**Objectif de la tâche:** Combien de lignes des enregistrements ci-dessous contiennent la chaîne « tree », en tenant compte de la casse ? Donnez seulement ce nombre.

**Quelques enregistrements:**
····················

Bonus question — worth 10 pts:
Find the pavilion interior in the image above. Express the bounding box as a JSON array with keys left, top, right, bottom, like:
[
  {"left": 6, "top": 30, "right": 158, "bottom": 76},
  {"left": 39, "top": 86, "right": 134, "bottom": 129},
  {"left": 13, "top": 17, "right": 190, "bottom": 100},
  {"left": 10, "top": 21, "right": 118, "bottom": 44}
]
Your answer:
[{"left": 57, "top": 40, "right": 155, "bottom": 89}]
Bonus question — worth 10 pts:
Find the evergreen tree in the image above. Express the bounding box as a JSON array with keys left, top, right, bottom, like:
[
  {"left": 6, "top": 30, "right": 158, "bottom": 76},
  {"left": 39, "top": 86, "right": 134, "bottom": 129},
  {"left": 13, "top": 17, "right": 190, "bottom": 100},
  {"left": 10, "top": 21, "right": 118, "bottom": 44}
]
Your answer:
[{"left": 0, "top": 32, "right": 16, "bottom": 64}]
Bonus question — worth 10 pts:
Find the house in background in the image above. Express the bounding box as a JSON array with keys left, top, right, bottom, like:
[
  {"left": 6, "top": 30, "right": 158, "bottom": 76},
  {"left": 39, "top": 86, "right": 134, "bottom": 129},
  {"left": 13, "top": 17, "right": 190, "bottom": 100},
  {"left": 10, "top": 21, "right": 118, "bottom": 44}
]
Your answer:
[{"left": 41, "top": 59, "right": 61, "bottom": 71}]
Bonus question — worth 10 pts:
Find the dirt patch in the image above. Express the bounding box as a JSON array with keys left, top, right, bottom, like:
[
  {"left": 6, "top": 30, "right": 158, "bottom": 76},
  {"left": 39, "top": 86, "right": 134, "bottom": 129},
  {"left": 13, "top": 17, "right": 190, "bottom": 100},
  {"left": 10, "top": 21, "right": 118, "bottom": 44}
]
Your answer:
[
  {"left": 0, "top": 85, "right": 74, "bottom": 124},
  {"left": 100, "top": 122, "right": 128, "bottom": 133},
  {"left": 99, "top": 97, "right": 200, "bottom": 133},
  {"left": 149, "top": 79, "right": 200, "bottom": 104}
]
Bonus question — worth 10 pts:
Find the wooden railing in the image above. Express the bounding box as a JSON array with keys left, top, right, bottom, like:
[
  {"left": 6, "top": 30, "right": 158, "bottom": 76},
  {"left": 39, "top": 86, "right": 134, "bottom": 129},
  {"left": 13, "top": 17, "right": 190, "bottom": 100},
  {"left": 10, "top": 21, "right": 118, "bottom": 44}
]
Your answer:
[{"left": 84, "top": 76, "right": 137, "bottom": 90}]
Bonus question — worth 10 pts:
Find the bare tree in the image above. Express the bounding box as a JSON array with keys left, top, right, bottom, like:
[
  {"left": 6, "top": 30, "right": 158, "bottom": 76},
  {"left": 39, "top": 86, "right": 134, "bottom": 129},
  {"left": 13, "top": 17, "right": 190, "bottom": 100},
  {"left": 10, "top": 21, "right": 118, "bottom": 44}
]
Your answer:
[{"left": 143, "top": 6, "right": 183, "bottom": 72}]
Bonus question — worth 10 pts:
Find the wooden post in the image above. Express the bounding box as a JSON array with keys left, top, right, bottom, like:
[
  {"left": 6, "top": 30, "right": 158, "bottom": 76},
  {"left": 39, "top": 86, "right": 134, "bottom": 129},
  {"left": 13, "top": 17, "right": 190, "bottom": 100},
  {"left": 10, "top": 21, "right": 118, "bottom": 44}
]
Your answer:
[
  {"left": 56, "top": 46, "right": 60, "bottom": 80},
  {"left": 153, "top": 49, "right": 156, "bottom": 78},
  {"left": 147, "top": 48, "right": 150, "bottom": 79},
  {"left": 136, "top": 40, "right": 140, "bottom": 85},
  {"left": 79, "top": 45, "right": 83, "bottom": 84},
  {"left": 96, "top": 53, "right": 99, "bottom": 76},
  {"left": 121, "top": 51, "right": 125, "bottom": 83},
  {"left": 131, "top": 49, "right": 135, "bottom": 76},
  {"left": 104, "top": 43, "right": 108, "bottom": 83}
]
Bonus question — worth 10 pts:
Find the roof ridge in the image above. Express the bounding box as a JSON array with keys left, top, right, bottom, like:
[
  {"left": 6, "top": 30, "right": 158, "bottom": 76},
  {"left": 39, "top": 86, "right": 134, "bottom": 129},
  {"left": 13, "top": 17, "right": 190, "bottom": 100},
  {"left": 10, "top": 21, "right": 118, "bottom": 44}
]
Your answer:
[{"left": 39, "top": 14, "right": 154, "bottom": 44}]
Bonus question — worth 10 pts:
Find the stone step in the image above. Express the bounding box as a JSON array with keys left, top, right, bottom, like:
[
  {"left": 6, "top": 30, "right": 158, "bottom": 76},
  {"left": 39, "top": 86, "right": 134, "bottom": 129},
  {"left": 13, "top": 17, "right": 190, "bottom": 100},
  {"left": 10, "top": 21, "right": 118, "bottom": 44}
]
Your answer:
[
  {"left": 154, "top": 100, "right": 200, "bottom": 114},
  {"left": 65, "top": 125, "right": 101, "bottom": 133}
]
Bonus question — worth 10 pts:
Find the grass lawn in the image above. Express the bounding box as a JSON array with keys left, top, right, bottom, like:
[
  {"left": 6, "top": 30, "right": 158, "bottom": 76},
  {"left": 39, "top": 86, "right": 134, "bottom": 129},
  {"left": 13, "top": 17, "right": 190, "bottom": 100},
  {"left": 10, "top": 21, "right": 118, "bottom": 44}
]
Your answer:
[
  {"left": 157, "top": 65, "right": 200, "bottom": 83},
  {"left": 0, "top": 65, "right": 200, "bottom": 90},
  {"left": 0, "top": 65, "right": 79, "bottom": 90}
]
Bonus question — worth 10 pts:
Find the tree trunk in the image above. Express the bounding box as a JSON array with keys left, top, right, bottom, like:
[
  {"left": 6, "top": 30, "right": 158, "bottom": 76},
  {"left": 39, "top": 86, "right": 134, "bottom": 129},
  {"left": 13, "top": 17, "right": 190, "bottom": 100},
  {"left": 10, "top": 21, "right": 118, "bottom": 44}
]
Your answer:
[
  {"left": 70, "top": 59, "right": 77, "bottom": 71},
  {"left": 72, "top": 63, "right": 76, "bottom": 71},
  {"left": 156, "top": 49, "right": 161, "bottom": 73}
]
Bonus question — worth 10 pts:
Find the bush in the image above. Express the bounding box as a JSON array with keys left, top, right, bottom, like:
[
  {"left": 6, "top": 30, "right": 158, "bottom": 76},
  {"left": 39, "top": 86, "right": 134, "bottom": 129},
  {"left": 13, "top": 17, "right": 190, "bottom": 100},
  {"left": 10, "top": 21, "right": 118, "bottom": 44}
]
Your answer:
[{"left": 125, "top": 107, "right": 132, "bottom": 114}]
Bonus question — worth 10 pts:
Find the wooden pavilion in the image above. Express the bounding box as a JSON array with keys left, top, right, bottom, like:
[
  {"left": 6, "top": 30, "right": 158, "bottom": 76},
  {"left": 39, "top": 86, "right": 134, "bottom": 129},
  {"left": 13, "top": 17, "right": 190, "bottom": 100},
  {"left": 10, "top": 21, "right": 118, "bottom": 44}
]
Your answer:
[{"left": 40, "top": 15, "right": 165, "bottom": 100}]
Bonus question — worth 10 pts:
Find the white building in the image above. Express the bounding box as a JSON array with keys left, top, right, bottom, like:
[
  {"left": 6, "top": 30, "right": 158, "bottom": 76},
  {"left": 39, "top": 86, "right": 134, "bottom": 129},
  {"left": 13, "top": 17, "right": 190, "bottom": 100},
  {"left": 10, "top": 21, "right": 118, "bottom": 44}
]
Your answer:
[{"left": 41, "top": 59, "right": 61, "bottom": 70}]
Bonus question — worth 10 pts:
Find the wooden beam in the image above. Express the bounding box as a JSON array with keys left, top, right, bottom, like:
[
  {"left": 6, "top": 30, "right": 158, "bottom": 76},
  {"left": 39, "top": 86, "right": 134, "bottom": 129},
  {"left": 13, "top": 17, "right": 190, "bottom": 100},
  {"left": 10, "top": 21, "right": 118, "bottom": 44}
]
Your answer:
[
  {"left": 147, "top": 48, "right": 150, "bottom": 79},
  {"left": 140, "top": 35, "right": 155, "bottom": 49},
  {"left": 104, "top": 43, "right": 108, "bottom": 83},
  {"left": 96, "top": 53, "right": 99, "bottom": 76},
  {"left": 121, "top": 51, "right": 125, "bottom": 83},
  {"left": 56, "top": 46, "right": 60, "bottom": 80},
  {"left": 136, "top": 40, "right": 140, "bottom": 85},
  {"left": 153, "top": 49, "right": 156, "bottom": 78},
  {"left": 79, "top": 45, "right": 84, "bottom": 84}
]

····················

**Réponse rédigée:** 3